# Source passage
------------------------

The real problem is the giant media consortium that runs a whorehouse called CNBC and calls it "financial news and information."
It’s a whorehouse, plain and simple.
"There’s a market for it" is true enough, but it’s not a defense. It’s not even a good excuse. Selling feces and calling it Shine-Ola is not an admirable business practice. It’s fraud.
NBC needs to stand back and say, we have maybe 2 real journalists in this shit factory, one is a former sportscaster, and one is a bright woman who came over from talk radio. Everybody else who works for NBC seems to be a fake. And it took a comedian on another network to get to the truth of it. Whassup with that?
Indylib
@r€nato:
The comedians do good journalism and the journalists do really, really, really bad comedy.
paul in kirkland
This is really painful to watch. Stewart seems genuinely upset.
David Wonk
I’ve been a minor league policy wonk for 25 years. I’ve seen many a political smackdown of unequal opponents. But, I’ve ever witnessed such a total and complete massacre! This was Foreman/Frasier, with more knockdowns.

------------------------

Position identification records

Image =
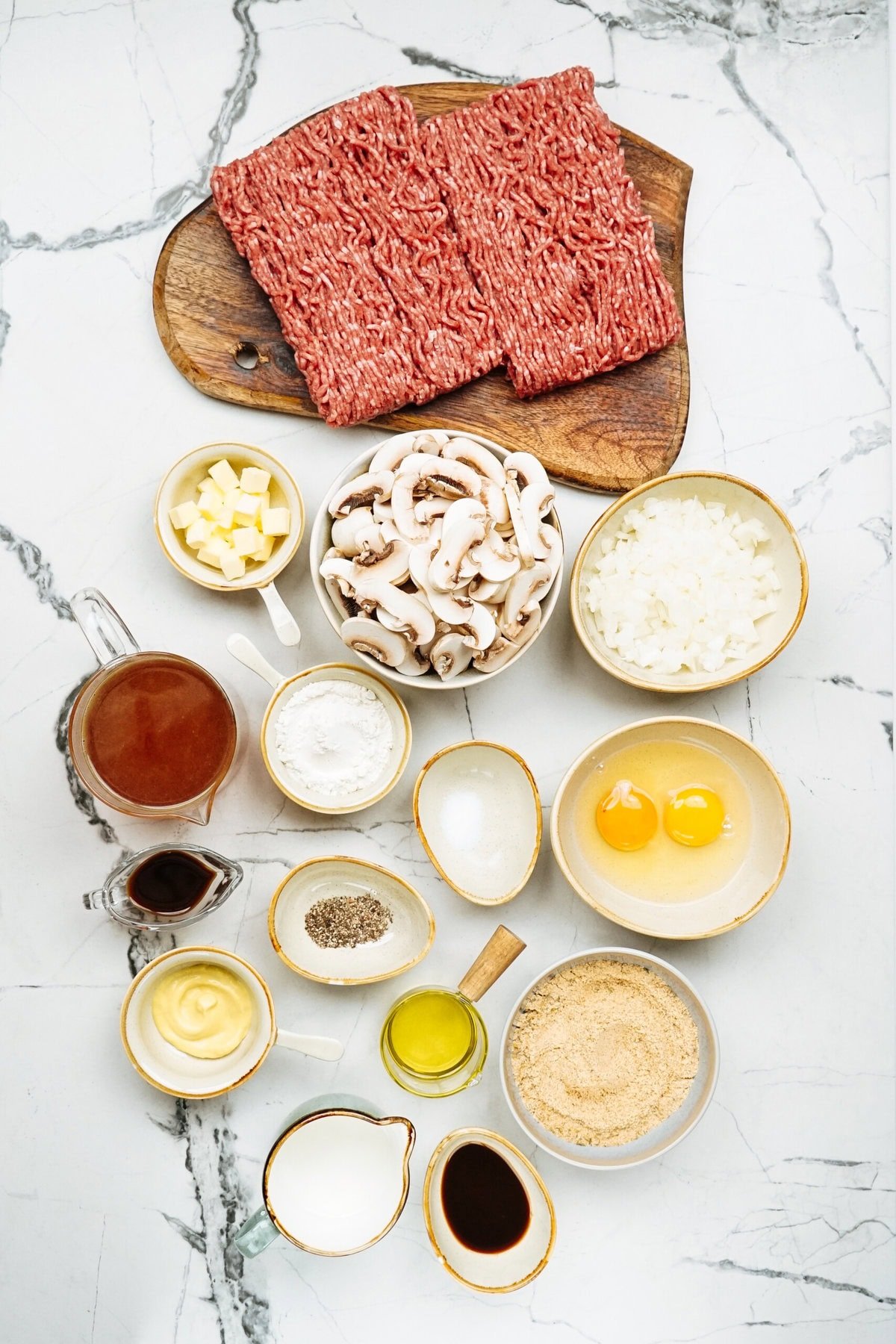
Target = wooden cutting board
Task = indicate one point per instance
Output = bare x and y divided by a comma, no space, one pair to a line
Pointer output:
609,433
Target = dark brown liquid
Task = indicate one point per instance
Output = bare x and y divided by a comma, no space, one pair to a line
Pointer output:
159,730
484,1201
169,883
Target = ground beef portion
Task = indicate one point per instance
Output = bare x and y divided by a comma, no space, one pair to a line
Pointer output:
344,228
554,230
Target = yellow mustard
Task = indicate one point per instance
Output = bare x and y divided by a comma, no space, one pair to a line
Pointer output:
203,1009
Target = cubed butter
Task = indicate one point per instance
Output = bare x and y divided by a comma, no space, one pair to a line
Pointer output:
211,503
199,532
264,550
181,515
253,480
246,541
233,564
246,510
276,522
223,475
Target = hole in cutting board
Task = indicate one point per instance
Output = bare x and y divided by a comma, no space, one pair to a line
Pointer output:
246,355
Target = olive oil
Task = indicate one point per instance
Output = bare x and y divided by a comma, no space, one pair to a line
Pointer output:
432,1033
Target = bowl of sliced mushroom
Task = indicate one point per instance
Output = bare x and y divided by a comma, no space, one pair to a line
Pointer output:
437,557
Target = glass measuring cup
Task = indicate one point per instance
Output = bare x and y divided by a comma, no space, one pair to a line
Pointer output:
151,734
435,1042
114,895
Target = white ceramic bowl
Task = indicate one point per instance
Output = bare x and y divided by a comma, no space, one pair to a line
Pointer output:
403,945
673,1129
775,631
505,1270
321,541
169,1068
479,816
394,768
731,905
179,484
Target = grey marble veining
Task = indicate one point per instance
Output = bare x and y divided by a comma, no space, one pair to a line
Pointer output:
778,1216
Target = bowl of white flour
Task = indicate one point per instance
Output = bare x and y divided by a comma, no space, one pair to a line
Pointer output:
336,738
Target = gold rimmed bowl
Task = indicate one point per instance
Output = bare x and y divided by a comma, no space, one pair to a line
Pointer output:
179,1074
406,941
500,1272
284,687
180,483
479,816
775,629
729,905
321,541
664,1136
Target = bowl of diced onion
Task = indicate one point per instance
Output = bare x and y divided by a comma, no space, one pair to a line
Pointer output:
688,584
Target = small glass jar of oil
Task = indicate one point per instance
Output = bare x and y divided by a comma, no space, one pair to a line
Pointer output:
435,1042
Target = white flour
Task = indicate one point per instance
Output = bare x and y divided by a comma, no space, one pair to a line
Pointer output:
335,737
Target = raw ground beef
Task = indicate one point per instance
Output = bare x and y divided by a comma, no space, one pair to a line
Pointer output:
554,230
403,262
344,228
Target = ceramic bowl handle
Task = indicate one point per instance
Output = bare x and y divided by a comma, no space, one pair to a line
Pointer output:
246,653
101,626
282,618
257,1234
319,1048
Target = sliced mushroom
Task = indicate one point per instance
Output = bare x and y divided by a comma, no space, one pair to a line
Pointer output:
450,655
367,636
532,520
464,527
520,531
388,564
500,652
361,492
477,456
426,511
528,470
414,662
485,591
480,626
496,503
406,608
494,558
523,598
346,530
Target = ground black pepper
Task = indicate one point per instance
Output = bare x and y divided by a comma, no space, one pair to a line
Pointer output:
347,921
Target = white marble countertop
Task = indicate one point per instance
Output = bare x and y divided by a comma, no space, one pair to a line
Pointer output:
777,1218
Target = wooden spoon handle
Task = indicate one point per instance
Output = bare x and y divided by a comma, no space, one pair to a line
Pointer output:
500,951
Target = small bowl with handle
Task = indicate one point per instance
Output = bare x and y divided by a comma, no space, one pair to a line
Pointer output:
179,485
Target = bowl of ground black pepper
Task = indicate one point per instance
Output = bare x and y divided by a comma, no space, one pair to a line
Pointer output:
343,921
609,1058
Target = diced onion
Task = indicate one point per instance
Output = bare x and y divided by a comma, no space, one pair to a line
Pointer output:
682,585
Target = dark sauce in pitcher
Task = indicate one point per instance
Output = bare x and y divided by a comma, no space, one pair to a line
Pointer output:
169,883
159,730
484,1201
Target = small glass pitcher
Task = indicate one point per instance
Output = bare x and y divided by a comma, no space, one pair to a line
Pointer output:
113,895
116,648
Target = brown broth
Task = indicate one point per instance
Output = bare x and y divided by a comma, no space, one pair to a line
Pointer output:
159,730
484,1201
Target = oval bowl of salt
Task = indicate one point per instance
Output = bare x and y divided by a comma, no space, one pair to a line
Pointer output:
343,921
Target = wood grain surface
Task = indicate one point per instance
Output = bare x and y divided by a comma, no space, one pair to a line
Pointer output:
609,433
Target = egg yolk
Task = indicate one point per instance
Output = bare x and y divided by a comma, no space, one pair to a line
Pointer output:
694,816
626,816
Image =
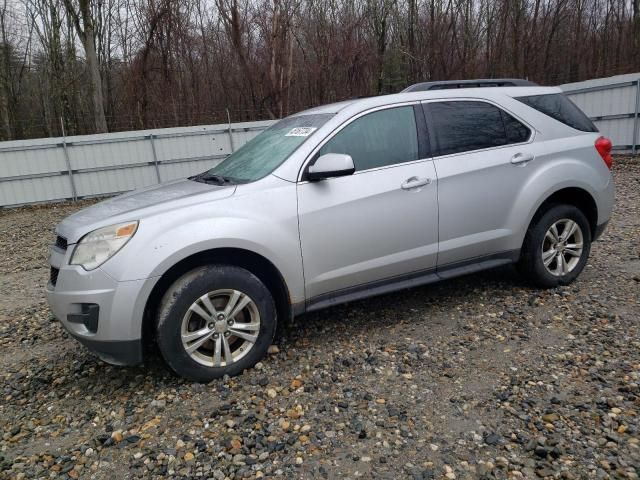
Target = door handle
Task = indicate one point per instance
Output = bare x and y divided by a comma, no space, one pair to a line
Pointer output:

------------------------

# Exercise directions
Please continue the reader comments about CNBC and Stewart, starting after the last comment shown.

# Expected output
Obviously, Cramer was on the wrong side of the debate on its merits. But, his total lack of argumentation skills was stunning. How could any journalist, even a "journalist," be this incapable of handling himself. Hell, I was better at defending the undefensible as a high school debater.
Digby is right. The MSM must Darwiningly select for idiots.
mannemalon
@patrick:
I agree. In some way, I believe that had it been Santelli in that chair rather than Cramer, the interview would’ve played out quite a bit differently. Santelli would’ve yelled and fought back, because he is a true believer and not wise enough to see the err in his world view. Cramer on the other hand, I believe knows deep down that everything Stewart was saying was right, and he couldn’t really disagree, despite being directly implicated. I believe he’s a very torn man and Stewart completely ripped the band aid off.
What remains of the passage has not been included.